Work to complete: Identify each line of the listing below that contains the word "Report", matching its case exactly, and copy those lines.

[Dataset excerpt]
•••••

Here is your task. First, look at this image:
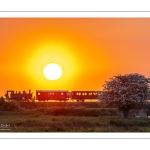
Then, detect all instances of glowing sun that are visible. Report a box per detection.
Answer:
[43,63,62,80]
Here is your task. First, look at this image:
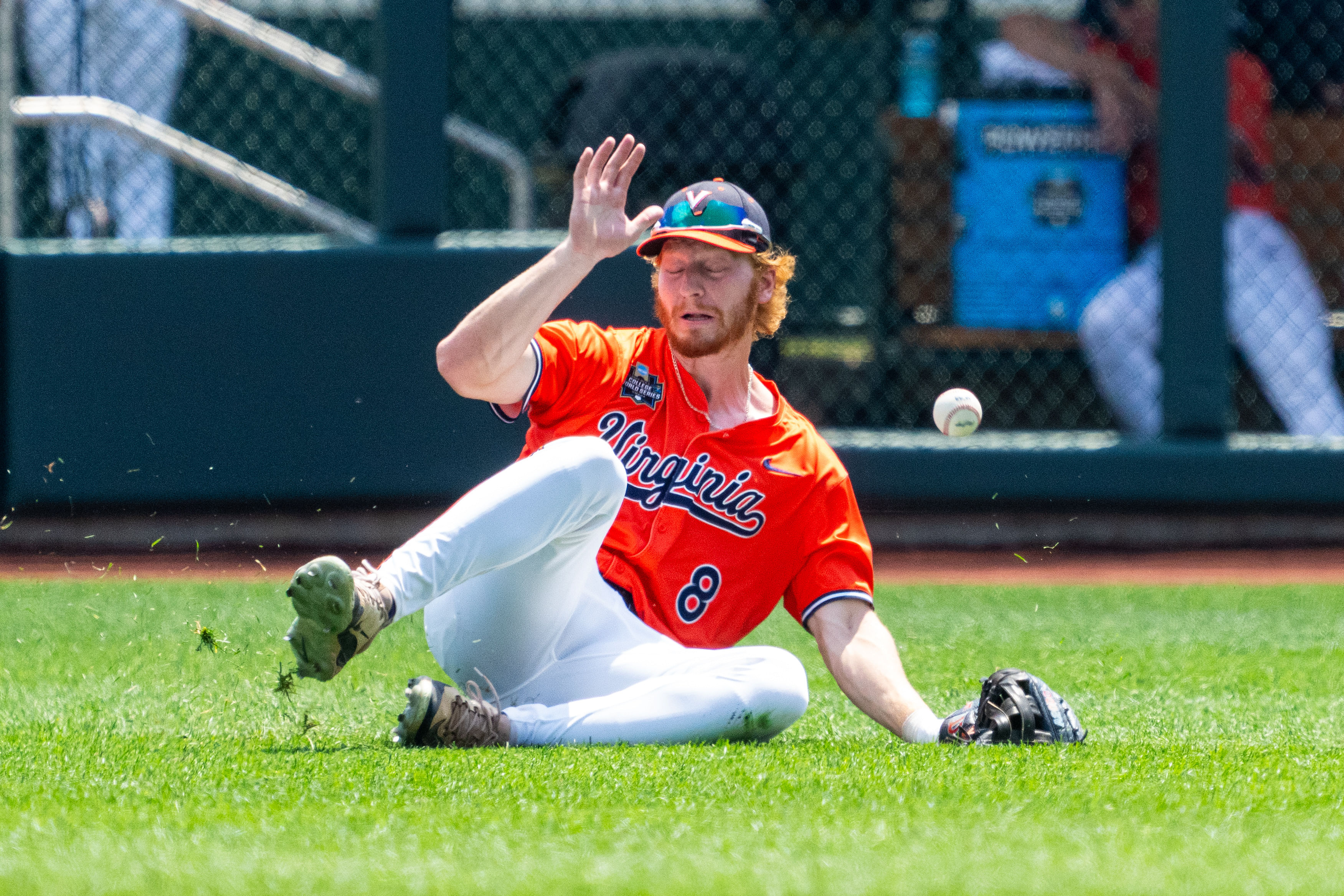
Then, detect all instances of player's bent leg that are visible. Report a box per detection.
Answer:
[379,435,625,615]
[504,647,808,746]
[287,437,625,681]
[285,556,396,681]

•••••

Answer for this exercise:
Then, detect all instances of glowing sun that are visible. Report a box per detection.
Then, detect all instances of player's bent leg that are visible. Report a box per detection.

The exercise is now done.